> [WHAT THE TASK REQUIRES]: Copy out the rows below, swapping every "Reviewer note" for "Annotator note" and keeping everything else the same.
── STORED RECORDS
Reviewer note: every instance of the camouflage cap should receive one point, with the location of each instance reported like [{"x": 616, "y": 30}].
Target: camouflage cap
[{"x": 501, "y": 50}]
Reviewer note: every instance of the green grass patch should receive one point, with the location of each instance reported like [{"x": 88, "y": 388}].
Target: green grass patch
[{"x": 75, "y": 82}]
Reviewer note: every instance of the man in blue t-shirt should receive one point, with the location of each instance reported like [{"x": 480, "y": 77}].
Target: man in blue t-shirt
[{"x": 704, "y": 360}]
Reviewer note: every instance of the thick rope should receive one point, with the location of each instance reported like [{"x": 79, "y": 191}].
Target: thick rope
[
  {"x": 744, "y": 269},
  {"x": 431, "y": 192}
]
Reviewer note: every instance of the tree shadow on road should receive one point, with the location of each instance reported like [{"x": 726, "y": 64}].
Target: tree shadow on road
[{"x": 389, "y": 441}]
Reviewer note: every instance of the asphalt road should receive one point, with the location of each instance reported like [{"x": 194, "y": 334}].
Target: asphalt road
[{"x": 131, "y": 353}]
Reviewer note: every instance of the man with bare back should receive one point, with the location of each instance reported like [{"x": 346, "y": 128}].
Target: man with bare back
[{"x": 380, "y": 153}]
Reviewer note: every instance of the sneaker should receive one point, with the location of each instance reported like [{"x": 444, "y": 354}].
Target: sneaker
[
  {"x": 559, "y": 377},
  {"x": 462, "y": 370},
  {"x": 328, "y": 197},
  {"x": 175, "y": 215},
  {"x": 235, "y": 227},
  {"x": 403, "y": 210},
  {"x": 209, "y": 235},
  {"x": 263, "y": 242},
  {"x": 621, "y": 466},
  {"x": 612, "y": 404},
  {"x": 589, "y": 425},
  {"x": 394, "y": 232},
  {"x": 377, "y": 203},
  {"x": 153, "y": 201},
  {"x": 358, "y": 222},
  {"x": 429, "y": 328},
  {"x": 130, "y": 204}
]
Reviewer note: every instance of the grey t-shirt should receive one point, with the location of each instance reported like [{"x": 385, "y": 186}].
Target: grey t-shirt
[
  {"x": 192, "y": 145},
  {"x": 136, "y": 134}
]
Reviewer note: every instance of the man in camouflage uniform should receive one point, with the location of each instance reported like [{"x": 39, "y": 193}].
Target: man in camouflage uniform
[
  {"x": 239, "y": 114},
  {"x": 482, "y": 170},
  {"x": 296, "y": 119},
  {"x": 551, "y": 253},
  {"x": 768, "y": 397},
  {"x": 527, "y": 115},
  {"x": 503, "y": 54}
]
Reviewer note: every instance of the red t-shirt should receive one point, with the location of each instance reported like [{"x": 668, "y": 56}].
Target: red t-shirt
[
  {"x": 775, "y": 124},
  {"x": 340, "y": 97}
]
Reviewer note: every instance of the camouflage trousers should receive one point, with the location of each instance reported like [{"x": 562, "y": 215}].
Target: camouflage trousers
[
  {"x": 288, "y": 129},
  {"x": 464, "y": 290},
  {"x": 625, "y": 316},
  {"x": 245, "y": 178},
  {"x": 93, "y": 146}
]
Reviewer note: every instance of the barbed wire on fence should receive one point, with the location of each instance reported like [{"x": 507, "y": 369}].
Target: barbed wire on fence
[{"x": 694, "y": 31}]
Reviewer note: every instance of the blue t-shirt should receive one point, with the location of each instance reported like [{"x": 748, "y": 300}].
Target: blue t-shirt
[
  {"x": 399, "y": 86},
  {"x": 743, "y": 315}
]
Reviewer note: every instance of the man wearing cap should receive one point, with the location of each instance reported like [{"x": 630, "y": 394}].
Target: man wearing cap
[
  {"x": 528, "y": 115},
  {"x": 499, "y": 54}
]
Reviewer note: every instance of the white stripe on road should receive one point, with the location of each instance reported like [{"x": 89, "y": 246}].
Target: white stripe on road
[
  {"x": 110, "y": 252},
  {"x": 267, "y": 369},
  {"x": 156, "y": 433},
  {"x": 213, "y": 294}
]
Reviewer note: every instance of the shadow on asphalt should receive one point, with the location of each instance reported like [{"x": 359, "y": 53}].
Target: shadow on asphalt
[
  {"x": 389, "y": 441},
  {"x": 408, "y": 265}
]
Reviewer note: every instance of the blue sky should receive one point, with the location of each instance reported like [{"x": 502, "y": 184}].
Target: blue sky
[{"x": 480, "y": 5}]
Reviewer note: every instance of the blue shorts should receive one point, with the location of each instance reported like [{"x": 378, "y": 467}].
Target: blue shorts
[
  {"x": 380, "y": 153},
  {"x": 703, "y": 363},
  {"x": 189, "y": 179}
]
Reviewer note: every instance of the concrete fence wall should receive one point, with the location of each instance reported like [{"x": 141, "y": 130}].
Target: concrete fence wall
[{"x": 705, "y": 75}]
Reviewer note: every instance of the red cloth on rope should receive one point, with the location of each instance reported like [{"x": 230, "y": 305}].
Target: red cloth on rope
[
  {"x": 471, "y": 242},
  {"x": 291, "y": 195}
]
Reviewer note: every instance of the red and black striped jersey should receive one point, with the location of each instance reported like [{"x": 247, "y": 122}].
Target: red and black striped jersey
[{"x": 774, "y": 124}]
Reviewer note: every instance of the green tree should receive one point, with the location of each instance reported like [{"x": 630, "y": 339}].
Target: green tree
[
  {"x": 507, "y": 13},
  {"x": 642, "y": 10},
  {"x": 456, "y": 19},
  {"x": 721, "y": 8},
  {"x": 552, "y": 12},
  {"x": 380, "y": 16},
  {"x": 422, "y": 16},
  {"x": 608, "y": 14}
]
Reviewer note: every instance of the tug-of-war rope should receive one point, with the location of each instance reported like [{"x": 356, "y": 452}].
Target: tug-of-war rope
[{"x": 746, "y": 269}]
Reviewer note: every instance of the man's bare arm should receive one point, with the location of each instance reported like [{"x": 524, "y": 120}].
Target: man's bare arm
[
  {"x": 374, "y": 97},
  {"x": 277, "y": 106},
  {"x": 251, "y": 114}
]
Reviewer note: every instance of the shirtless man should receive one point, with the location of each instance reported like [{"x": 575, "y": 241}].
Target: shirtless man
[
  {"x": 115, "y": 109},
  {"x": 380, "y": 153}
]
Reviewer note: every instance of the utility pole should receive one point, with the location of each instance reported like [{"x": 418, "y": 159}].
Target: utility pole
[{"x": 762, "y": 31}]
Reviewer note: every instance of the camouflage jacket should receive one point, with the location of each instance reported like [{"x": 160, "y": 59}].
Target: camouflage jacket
────
> [FINAL ANSWER]:
Annotator note: every instance of the camouflage cap should receive one point, with the location of each instance reported like [{"x": 616, "y": 30}].
Target: camouflage cap
[{"x": 501, "y": 50}]
Annotator note: every instance of the green grass patch should receive one point, with the location of each instance reported like [{"x": 88, "y": 388}].
Target: green grass patch
[{"x": 75, "y": 82}]
Annotator note: every instance of the man in blue t-shirt should receive one point, with the location of each instance reported like [{"x": 480, "y": 77}].
Target: man in blue t-shirt
[{"x": 704, "y": 360}]
Annotator note: every instance of the thick rope should receive one point, with the location of each instance reported like [{"x": 79, "y": 191}].
Target: thick rope
[
  {"x": 744, "y": 269},
  {"x": 431, "y": 192}
]
Annotator note: every instance of the tree shadow on road should receive one point, with the location of each instance reported like [{"x": 726, "y": 64}].
Target: tree shadow on road
[{"x": 389, "y": 441}]
Annotator note: every instance of the asphalt road should receive one point, with the location of each instance reported like [{"x": 194, "y": 334}].
Target: asphalt road
[{"x": 131, "y": 353}]
Annotator note: every instance of the man with bare back should receive one point, with the location of each instance reported like [{"x": 346, "y": 128}].
Target: man with bare back
[{"x": 380, "y": 153}]
Annotator note: every instance of the sneaker should receive one point, with the location of each instance reported like [{"x": 444, "y": 354}].
Target: sneaker
[
  {"x": 559, "y": 377},
  {"x": 462, "y": 370},
  {"x": 328, "y": 197},
  {"x": 175, "y": 215},
  {"x": 235, "y": 227},
  {"x": 403, "y": 210},
  {"x": 209, "y": 235},
  {"x": 263, "y": 242},
  {"x": 621, "y": 466},
  {"x": 612, "y": 404},
  {"x": 589, "y": 425},
  {"x": 394, "y": 232},
  {"x": 377, "y": 203},
  {"x": 153, "y": 201},
  {"x": 358, "y": 222},
  {"x": 429, "y": 328},
  {"x": 130, "y": 204}
]
Annotator note: every instance of the grey t-shirt should receive one point, with the location of each instance reported like [{"x": 385, "y": 186}].
Target: grey t-shirt
[
  {"x": 192, "y": 145},
  {"x": 136, "y": 134}
]
Annotator note: every instance of the man in camouflage uniform should receive one point, with the location of each instance reported like [{"x": 39, "y": 193}].
Target: man in camouflage uniform
[
  {"x": 239, "y": 114},
  {"x": 482, "y": 170},
  {"x": 296, "y": 119},
  {"x": 551, "y": 253},
  {"x": 768, "y": 397},
  {"x": 527, "y": 115},
  {"x": 503, "y": 54}
]
Annotator note: every instance of the red t-shirt should receive one point, with the location of each instance reported like [{"x": 668, "y": 56}].
Target: red t-shirt
[
  {"x": 775, "y": 124},
  {"x": 340, "y": 97}
]
Annotator note: every instance of the camouflage trousers should receive one point, with the location of each instance reported like [{"x": 562, "y": 215}].
Target: camouflage trousers
[
  {"x": 288, "y": 129},
  {"x": 464, "y": 290},
  {"x": 625, "y": 316},
  {"x": 245, "y": 178},
  {"x": 93, "y": 146}
]
Annotator note: every instance of the barbed wire on fence should receive one point, with the location of each instance reported like [{"x": 507, "y": 369}].
Target: barbed wire on fence
[{"x": 694, "y": 31}]
Annotator note: every instance of the blue t-shirt should receive one point, with the location of each instance reported like [{"x": 748, "y": 300}].
Target: blue t-shirt
[
  {"x": 399, "y": 86},
  {"x": 743, "y": 315}
]
Annotator note: every instance of the man wearing cap should receive one point, with the location of each instance reported like [{"x": 630, "y": 394}].
Target: man wearing cap
[
  {"x": 528, "y": 115},
  {"x": 499, "y": 54}
]
Annotator note: every instance of the white stripe on road should receive one point, with the location of each instance reported like [{"x": 89, "y": 246}].
Target: white stripe on road
[
  {"x": 110, "y": 252},
  {"x": 267, "y": 369},
  {"x": 156, "y": 433},
  {"x": 213, "y": 294}
]
Annotator note: every instance of the shadow on asphalt should receive one point, with the location of each instance reported like [{"x": 359, "y": 53}].
Target: shadow on asphalt
[
  {"x": 389, "y": 441},
  {"x": 408, "y": 265}
]
Annotator note: every instance of the blue sky should receive one point, with the location of each instance reported like [{"x": 502, "y": 184}].
Target: blue sky
[{"x": 480, "y": 5}]
Annotator note: every instance of the blue shorts should receive one point, with the location of each instance reported like [{"x": 378, "y": 467}].
Target: blue shorts
[
  {"x": 380, "y": 153},
  {"x": 703, "y": 363},
  {"x": 189, "y": 179}
]
Annotator note: every instance of the concrete fence wall should receive one point, with the location of each instance reported like [{"x": 141, "y": 130}].
Target: concrete fence wall
[{"x": 705, "y": 75}]
Annotator note: every instance of the red cloth on rope should receive one point, with the location of each instance reported like [{"x": 230, "y": 305}].
Target: red cloth on rope
[
  {"x": 471, "y": 242},
  {"x": 291, "y": 195}
]
Annotator note: every instance of the red and black striped jersey should receive one point, with the location of each instance reported like [{"x": 247, "y": 122}].
Target: red and black striped jersey
[{"x": 774, "y": 124}]
Annotator note: every instance of the green tree should receive one point, with the location of each instance reported like [{"x": 630, "y": 339}].
Target: green tree
[
  {"x": 507, "y": 13},
  {"x": 642, "y": 10},
  {"x": 456, "y": 19},
  {"x": 721, "y": 8},
  {"x": 552, "y": 12},
  {"x": 380, "y": 16},
  {"x": 422, "y": 16},
  {"x": 608, "y": 14}
]
Annotator note: every instance of the tug-of-war rope should receive one point, with the location of each instance reported like [{"x": 356, "y": 452}].
Target: tug-of-war rope
[{"x": 746, "y": 269}]
Annotator note: every instance of the man's bare arm should receive one point, with the location of each instance reported like [{"x": 524, "y": 120}].
Target: man's bare arm
[
  {"x": 374, "y": 97},
  {"x": 277, "y": 106},
  {"x": 251, "y": 114}
]
Annotator note: every instance of the shirtless man should receive one point, with the location of each instance reported like [{"x": 575, "y": 241}].
Target: shirtless man
[
  {"x": 115, "y": 109},
  {"x": 380, "y": 153}
]
Annotator note: every instance of the utility pole should receive one point, with the location of each instance reported like [{"x": 418, "y": 159}].
Target: utility pole
[{"x": 762, "y": 31}]
Annotator note: every instance of the camouflage jacket should receive one point, with the location of each instance reported like [{"x": 160, "y": 59}].
Target: camouflage jacket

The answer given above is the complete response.